* [Texte source]:
------------------------------------

Un monde sans État-providence est-il pensable? Que deviendraient les laissés-pour-compte?
Par Le Minarchiste, depuis Montréal, Québec
Sur le blog de Papiptibi:
Votre sœur met au monde un enfant atteint de paralysie cérébrale. Deux ans plus tard, les deux parents décèdent. Vous exigeriez de cet enfant (qui vit et vivra dans un état semi-végétatif) qu’il fasse sa part dans la production de biens et services, pour avoir le droit d’espérer que l’État prenne soin de lui? (…) Vous choisissez le beurre, ou l’argent du beurre? Le désengagement de l’État, ou l’engagement forcé (sur les plans financier et humain) du citoyen envers un tiers (son neveu, dans l’exemple ci-dessus), au moyen d’une législation coercitive? (…) Kossé kon fait avec ces épaves-là? On les krisse à la poubelle? On les passe dans le blender? On en tire de la viande pour la saison des barbecues?
Et selon Darwin , un blogueur gauchiste:
L’exemple que vous donnez (un enfant atteint de paralysie cérébrale) est un classique pour désarçonner les libertariens. En général, ils éludent cet argument, car leur réponse les amènent inévitablement à appuyer une forme d’eugénisme ou de darwinisme social. (…) Les libertariens, y compris les minarchistes, répondent toujours que les personnes qui ne peuvent satisfaire elles-mêmes à leurs besoins n’ont qu’à se reposer sur leurs proches et que cela favorise la charité volontaire et la collaboration. Sauf que bien des gens, et de plus en plus, n’ont pas de proches !

------------------------------------

* [Données fournies]:
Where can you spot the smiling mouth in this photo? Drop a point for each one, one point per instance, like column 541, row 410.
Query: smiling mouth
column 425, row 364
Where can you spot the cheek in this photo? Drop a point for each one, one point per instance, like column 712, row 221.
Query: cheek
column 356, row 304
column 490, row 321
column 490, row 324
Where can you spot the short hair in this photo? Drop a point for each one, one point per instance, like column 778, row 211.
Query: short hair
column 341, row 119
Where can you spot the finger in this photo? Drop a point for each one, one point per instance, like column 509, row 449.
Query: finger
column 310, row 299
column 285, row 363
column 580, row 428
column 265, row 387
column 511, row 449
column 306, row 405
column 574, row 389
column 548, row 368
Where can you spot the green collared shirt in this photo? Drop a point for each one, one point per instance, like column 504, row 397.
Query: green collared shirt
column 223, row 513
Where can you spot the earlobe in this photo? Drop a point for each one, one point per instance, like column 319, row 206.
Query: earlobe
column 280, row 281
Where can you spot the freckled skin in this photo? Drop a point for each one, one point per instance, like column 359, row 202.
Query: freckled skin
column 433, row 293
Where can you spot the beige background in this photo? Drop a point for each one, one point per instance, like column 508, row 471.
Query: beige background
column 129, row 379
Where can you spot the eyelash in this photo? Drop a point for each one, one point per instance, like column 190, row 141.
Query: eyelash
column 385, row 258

------------------------------------

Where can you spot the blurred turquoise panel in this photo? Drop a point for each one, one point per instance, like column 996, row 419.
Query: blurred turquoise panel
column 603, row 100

------------------------------------

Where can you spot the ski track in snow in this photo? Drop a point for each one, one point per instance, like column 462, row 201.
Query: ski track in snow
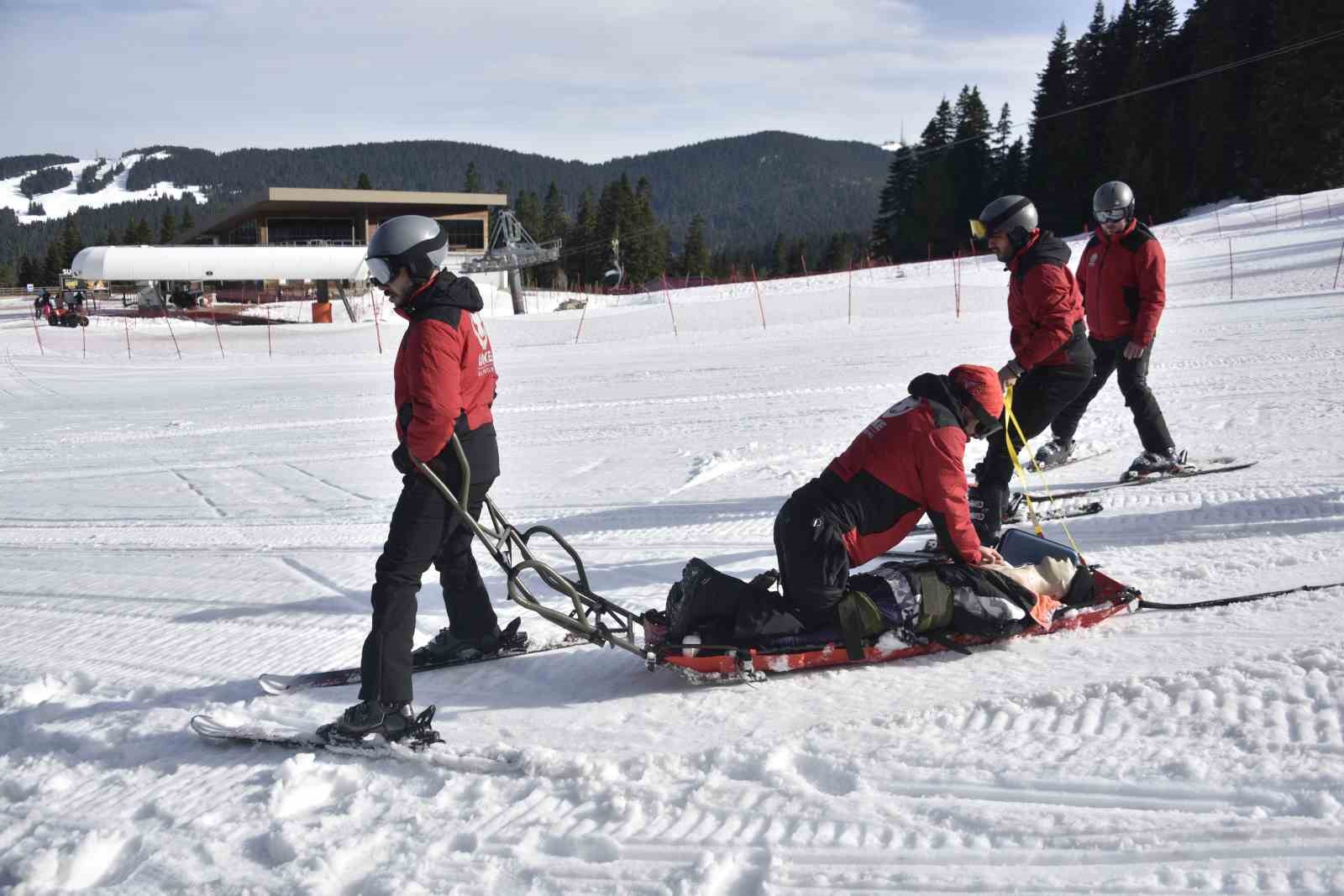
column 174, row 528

------------------------------------

* [Exercices à faire]:
a) Mettez à jour le texte sur l'État-providence de "Par Le Minarchiste, depuis" jusqu'à "saison des barbecues?" inclus, en remplaçant "neveu" par "filleul".
b) Prolongez le texte sur l'État-providence à la suite de sa dernière phrase.

* [Réponses attendues]:
a)
Par Le Minarchiste, depuis Montréal, Québec
Sur le blog de Papiptibi:
Votre sœur met au monde un enfant atteint de paralysie cérébrale. Deux ans plus tard, les deux parents décèdent. Vous exigeriez de cet enfant (qui vit et vivra dans un état semi-végétatif) qu’il fasse sa part dans la production de biens et services, pour avoir le droit d’espérer que l’État prenne soin de lui? (…) Vous choisissez le beurre, ou l’argent du beurre? Le désengagement de l’État, ou l’engagement forcé (sur les plans financier et humain) du citoyen envers un tiers (son filleul, dans l’exemple ci-dessus), au moyen d’une législation coercitive? (…) Kossé kon fait avec ces épaves-là? On les krisse à la poubelle? On les passe dans le blender? On en tire de la viande pour la saison des barbecues?

b)
Que fait-on d’eux ? On compte sur une bien aléatoire charité qui sera toujours plus généreuse envers ses proches. Et les autres ? On les laisse crever ? Dans ce sens, la comparaison que je fais avec l’eugénisme ou le darwinisme social est loin d’être une exagération…
N’ayant pas de réponse claire et nette à ce sujet autre que l’eugénisme (objectif qu’ils n’avoueront jamais, ou très rarement), ils cessent le débat ou le dévie sur d’autres questions (…)
Évidemment, il y a beaucoup de faussetés dans ces commentaires. La solution libertarienne à cette problématique n’est pas eugénique et ne consiste pas non plus à imposer le fardeau de ces gens à leur famille. Encore une fois, les gauchistes ne connaissent rien de la philosophie libertarienne.
Tout d’abord, il y a une chose à mettre au clair : si un parti libertarien prenait le pouvoir demain matin au Québec ou au Canada, il ne serait absolument pas une priorité pour lui de couper l’aide aux individus incapables de subvenir à leurs besoins eux-mêmes. Cette forme de soutien étatique n’est pas une cause significative des problèmes de société auquel nous faisons face présentement, incluant un déficit fiscal aberrant et un endettement à faire pleurer. En fait, il est fort possible qu’un tel parti ne s’y attaquerait jamais, même si le libertariannisme pur-et-dur rejette cette forme d’aide. Autrement dit, il y a bien d’autres problèmes à s’occuper avant de considérer de couper l’aide aux plus démunis. D’ailleurs, si mes impôts ne servaient qu’à aider directement ces gens, je n’aurais pas à tenir ce blog…
Ceci étant dit, prenons comme hypothèse que demain matin, tous les nouveaux cas de trisomie, de paralysie cérébrale, ou de toute autre forme d’invalidité, ne feront plus l’objet d’aucun soutien gouvernemental. Qu’est-ce qui arriverait dans une économie basée sur le libre-marché?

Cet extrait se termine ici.